Em todas essas modificações e adaptações, ressalta o educador, está o bem-estar das famílias. “Encontrar-se pra conhecer; conhecer-se para caminhar juntos, caminhar junto para crescer; crescer para amar-se mais”, recita, consagrando o princípio elementar do Mepes, poética e mística ditada por um de seus fundadores, Padre Humberto Pietrogrande.

“O mais importante se dá através do princípio da primazia da vida sobre a escola. Reconhecer que o tempo-comunidade é um tempo de aprendizagem. Isso muda toda a lógica do ensino”, reforça, agora referindo-se ao “princípio freiriano” [novamente Paulo Freire], de que todo mundo aprende ao ensinar e ensina ao aprender. “Na construção do conhecimento, é preciso essa perspectiva dialógica. Não dá pra pensar em ensino e aprendizado com alguém que transmite conhecimento, mas sim em pessoas que aprendem juntas, aprendem em comunhão”.

## Material fornecido
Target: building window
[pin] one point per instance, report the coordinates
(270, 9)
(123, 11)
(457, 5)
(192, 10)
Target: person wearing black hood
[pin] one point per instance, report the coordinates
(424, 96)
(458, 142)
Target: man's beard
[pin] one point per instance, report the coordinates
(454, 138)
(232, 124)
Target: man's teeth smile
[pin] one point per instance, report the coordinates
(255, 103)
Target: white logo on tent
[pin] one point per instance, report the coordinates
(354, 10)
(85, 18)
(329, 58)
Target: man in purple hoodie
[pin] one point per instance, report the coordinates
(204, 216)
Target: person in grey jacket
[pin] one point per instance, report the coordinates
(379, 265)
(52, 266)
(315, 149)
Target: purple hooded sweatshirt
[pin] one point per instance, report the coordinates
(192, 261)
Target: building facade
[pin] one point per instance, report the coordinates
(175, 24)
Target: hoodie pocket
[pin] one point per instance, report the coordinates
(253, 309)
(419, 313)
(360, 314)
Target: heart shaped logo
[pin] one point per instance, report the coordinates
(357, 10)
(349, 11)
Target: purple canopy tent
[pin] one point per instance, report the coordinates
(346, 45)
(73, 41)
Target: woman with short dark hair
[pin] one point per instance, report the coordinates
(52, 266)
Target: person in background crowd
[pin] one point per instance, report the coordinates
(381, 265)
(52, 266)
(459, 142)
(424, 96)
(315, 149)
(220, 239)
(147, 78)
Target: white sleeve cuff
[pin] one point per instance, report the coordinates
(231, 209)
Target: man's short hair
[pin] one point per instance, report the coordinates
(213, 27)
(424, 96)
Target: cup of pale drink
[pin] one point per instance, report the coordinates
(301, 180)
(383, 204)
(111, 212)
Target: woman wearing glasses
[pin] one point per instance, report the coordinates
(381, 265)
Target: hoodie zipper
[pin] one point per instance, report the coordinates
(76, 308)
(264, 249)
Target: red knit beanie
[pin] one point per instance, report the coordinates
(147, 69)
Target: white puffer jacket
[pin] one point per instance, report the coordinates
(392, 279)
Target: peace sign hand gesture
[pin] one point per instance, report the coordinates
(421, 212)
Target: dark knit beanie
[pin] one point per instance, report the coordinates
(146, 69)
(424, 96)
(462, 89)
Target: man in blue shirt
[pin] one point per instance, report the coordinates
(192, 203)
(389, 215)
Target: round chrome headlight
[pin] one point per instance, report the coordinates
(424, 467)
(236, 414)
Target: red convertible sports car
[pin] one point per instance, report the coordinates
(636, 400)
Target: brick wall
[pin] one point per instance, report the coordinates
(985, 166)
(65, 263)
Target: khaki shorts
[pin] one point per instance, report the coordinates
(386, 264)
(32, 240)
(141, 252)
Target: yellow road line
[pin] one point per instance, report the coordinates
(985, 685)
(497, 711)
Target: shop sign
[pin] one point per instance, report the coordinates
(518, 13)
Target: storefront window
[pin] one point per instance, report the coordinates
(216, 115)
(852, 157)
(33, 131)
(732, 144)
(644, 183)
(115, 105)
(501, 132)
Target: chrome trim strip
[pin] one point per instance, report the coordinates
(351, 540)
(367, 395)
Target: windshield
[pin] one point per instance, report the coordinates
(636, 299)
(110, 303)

## A fazer
a. Copie o trecho sobre o Mepes de "Em todas essas" a "Padre Humberto Pietrogrande.", renomeando "Padre Humberto Pietrogrande" para "Humberto Pietrogrande".
b. Por favor, escreva a continuação do trecho sobre o Mepes a partir do ponto em que ele termina.
A listagem foi tirada de outra fonte.

## Respostas do exercício
a.
Em todas essas modificações e adaptações, ressalta o educador, está o bem-estar das famílias. “Encontrar-se pra conhecer; conhecer-se para caminhar juntos, caminhar junto para crescer; crescer para amar-se mais”, recita, consagrando o princípio elementar do Mepes, poética e mística ditada por um de seus fundadores, Humberto Pietrogrande.

b.
No centenário de Paulo Freire, em 2021, as EFAs participarão das comemorações coordenadas pelo Conselho de Educação Popular da América Latina e do Caribe (CEAAL), que, em conjunto com diversos movimentos, organizações e entidades sociais, constroem a Campanha Latino-Americana e Caribenha em Defesa do Legado de Paulo Freire.
O centenário freireano se completa no próximo 19 de setembro e, antes, em março, o Mepes comemora os 50 anos do seu Centro de Formação. O ano promete muitos momentos de celebração, em atividades pedagógicas, seminários, encontros e outros processos formativos. 
Cada vez mais, convoca Joel, é fundamental manter viva a Pedagogia do Oprimido: “Quando a educação não é libertadora, o sonho do oprimido é ser o opressor”.